* What this task involves: Copy out the lines below character for character, with nothing added or changed.

* Exercise material:
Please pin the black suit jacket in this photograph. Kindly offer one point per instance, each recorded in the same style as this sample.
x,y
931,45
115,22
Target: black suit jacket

* Answer in full:
Please pin the black suit jacket in this photograph. Kindly offer one point per instance, each recorded in the same style as this sample.
x,y
931,45
115,22
Target: black suit jacket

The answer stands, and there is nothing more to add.